Given exercise a:
Could you reproduce the press release on the Shell petrochemical complex in full, word for word?

WASHINGTON (January 19, 2017) – The American Chemistry Council (ACC) today responded to the unanimous vote by the township of Potter, Pa. last evening approving a conditional use permit that will allow Royal Dutch Shell to move forward with construction of a major petrochemical complex near Pittsburgh. Last June, Shell announced that Shell Chemical Appalachia LLC had taken the final investment decision to build the complex, which will be comprised of an ethylene cracker with polyethylene derivatives unit.

“We applaud local Pennsylvania officials for their vote of confidence in Shell’s project, which has exciting potential to help make the region a hub of manufacturing activity and job creation,” said Cal Dooley, ACC President and CEO. “Thanks to abundant supplies of natural gas, the U.S. chemical industry is investing in new facilities and expanded production capacity, which tends to attract downstream industries that rely on petrochemical products. Shell’s pioneering project – the first of its kind outside the Gulf Coast – could be the cornerstone for regional economic growth for decades to come.”

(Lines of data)
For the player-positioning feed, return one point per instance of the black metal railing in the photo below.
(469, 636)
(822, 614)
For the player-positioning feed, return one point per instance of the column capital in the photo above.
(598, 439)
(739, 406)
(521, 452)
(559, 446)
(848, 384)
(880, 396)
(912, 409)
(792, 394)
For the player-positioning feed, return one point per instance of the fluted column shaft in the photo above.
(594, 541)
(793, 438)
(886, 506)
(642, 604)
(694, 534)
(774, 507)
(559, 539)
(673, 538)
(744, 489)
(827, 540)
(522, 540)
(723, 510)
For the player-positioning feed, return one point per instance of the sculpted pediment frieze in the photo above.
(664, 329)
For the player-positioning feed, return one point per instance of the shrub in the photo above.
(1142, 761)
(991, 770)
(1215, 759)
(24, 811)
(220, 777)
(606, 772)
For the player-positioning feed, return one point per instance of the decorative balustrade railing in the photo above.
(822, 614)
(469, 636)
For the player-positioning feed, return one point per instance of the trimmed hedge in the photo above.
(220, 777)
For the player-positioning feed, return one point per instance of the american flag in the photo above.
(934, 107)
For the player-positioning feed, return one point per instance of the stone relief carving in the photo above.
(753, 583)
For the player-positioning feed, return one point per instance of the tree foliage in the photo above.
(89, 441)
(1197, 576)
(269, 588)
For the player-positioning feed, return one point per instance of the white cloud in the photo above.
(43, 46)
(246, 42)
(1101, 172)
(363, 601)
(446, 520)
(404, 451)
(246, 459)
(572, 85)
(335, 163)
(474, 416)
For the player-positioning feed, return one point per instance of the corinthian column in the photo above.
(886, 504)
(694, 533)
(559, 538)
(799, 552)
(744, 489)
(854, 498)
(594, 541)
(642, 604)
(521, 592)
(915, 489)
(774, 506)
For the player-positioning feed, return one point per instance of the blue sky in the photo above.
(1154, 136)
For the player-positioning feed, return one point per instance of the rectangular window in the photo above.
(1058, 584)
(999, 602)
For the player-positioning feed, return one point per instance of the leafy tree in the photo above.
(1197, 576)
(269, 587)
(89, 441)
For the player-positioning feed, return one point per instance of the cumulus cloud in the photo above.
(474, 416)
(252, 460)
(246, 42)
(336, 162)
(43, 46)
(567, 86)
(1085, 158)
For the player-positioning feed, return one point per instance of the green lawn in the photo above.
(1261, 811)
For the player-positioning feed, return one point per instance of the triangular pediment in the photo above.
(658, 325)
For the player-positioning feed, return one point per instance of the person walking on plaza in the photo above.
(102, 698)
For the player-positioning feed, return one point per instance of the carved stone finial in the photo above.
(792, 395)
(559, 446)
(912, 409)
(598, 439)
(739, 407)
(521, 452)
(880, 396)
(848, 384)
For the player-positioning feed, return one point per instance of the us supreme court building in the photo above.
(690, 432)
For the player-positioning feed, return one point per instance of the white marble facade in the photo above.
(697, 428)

Given exercise b:
Can you write out the records exactly, starting at the line that contains "column in the photo above." and ending at the final line of the records, with both ends included?

Task answer a:
WASHINGTON (January 19, 2017) – The American Chemistry Council (ACC) today responded to the unanimous vote by the township of Potter, Pa. last evening approving a conditional use permit that will allow Royal Dutch Shell to move forward with construction of a major petrochemical complex near Pittsburgh. Last June, Shell announced that Shell Chemical Appalachia LLC had taken the final investment decision to build the complex, which will be comprised of an ethylene cracker with polyethylene derivatives unit.

“We applaud local Pennsylvania officials for their vote of confidence in Shell’s project, which has exciting potential to help make the region a hub of manufacturing activity and job creation,” said Cal Dooley, ACC President and CEO. “Thanks to abundant supplies of natural gas, the U.S. chemical industry is investing in new facilities and expanded production capacity, which tends to attract downstream industries that rely on petrochemical products. Shell’s pioneering project – the first of its kind outside the Gulf Coast – could be the cornerstone for regional economic growth for decades to come.”

Task answer b:
For the player-positioning feed, return one point per instance of the corinthian column in the photo above.
(886, 504)
(694, 533)
(559, 538)
(799, 552)
(744, 489)
(854, 498)
(594, 541)
(642, 604)
(521, 592)
(915, 489)
(774, 506)
For the player-positioning feed, return one point per instance of the blue sky in the photo above.
(1154, 136)
For the player-positioning feed, return one point per instance of the rectangular window in the photo above.
(1058, 584)
(999, 602)
For the player-positioning feed, return one point per instance of the leafy tree in the photo above.
(1197, 576)
(269, 587)
(89, 441)
For the player-positioning feed, return one point per instance of the cumulus cloud in the photo above.
(474, 416)
(252, 460)
(246, 42)
(336, 162)
(43, 46)
(567, 86)
(1085, 158)
For the player-positioning feed, return one point per instance of the green lawn in the photo above.
(1261, 811)
For the player-positioning feed, return one point per instance of the triangular pediment in the photo above.
(658, 325)
For the player-positioning feed, return one point per instance of the person walking on plaza in the photo above.
(102, 698)
For the player-positioning feed, return one point per instance of the carved stone finial in the photo above.
(792, 395)
(559, 446)
(912, 409)
(598, 439)
(739, 407)
(521, 452)
(880, 396)
(848, 384)
For the player-positioning feed, return one point per instance of the us supreme court building in the photo above.
(690, 432)
For the player-positioning feed, return one point per instance of the white marble facade in the photo above.
(697, 428)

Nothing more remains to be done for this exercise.